## What is expected:
Without the pictures, write out every entry that follows exactly.

## Data records:
- - - - -

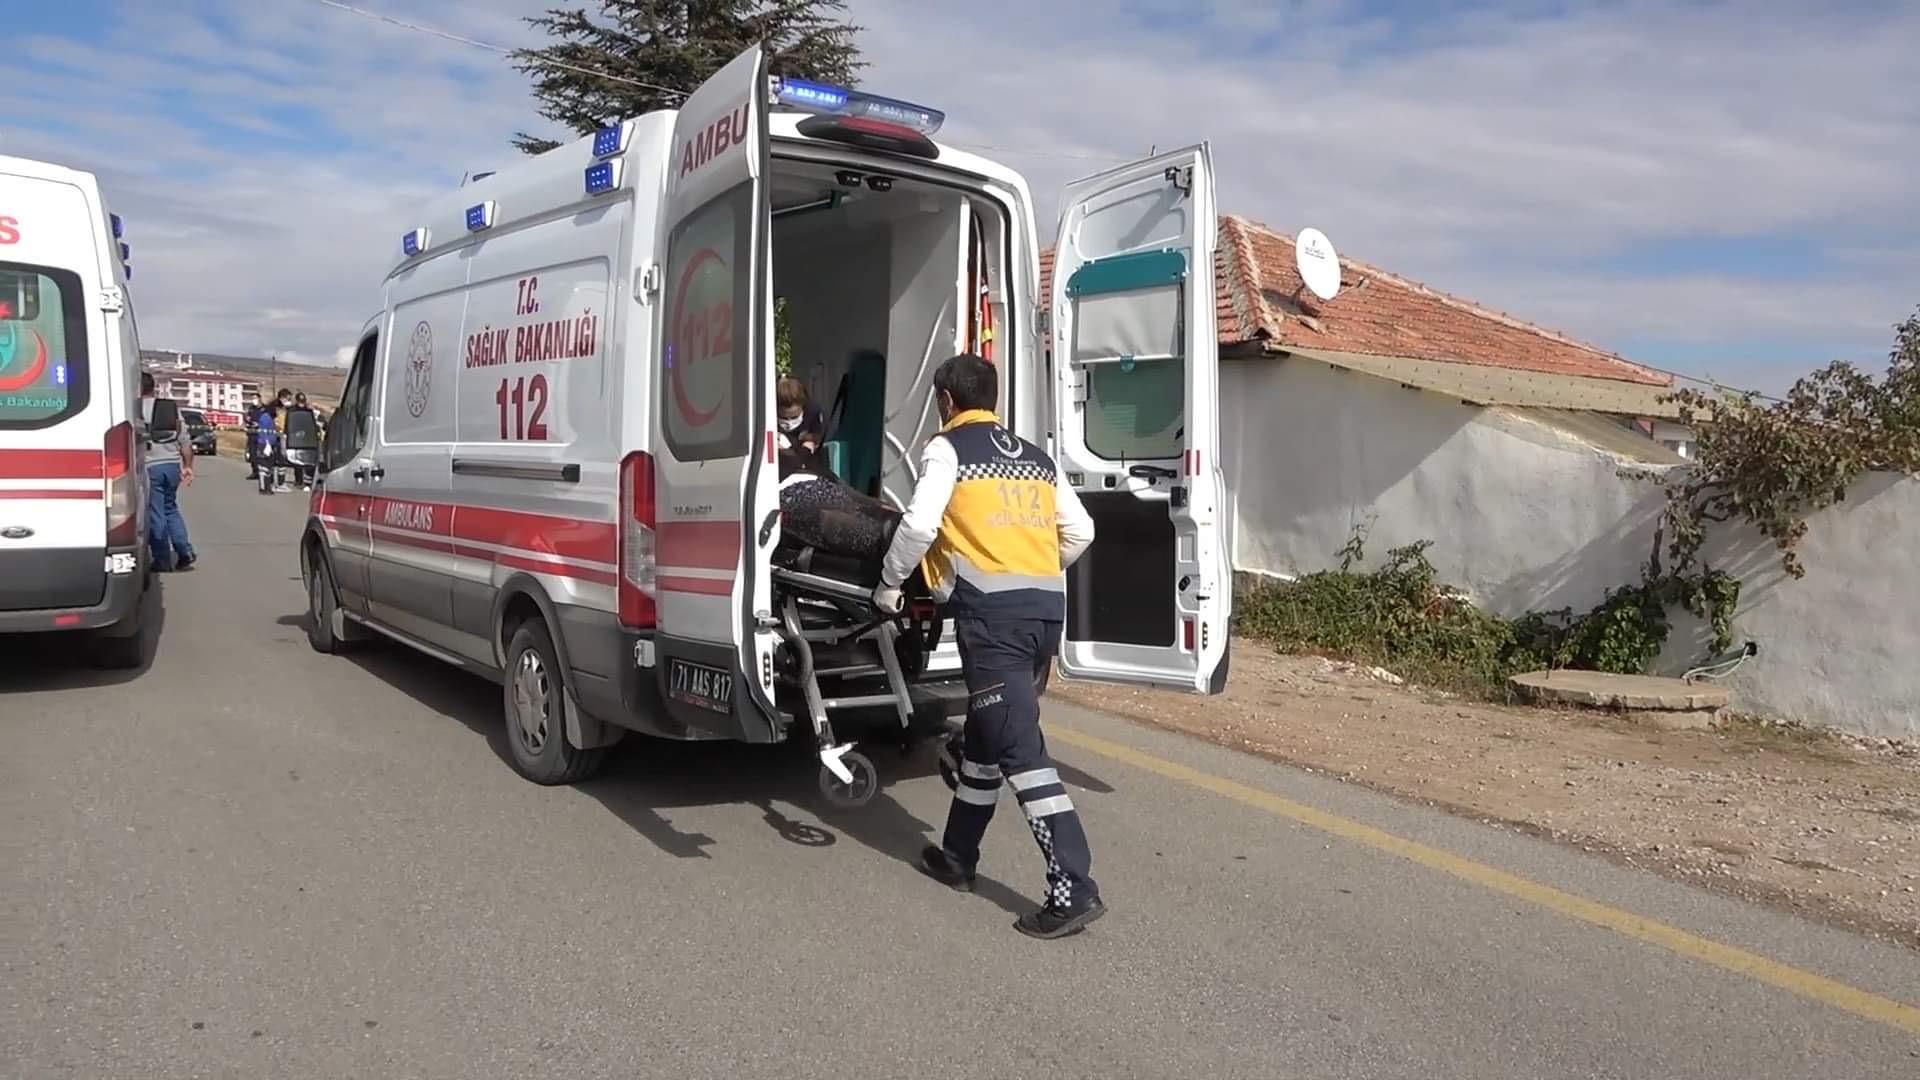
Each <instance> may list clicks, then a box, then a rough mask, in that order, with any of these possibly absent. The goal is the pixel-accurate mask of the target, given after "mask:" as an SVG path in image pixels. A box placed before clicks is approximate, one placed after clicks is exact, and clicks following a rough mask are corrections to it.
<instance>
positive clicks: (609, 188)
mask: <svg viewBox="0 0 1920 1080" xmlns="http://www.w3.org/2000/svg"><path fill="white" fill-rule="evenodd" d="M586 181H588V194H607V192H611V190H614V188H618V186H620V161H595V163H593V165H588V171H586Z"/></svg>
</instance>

- - - - -

## Written solution:
Each <instance> may list clicks, then a box, then a rough mask, in that order, with any of these possibly absent. The goal is the pixel-accurate mask of the target, given after "mask:" as an SVG path in image pixels. A box placed before clicks is approximate, one placed after clicks is exact, and clicks following a rough mask are corrections to it.
<instance>
positive clicks: (609, 188)
mask: <svg viewBox="0 0 1920 1080" xmlns="http://www.w3.org/2000/svg"><path fill="white" fill-rule="evenodd" d="M586 181H588V194H607V192H611V190H614V188H618V186H620V161H595V163H593V165H588V171H586Z"/></svg>
</instance>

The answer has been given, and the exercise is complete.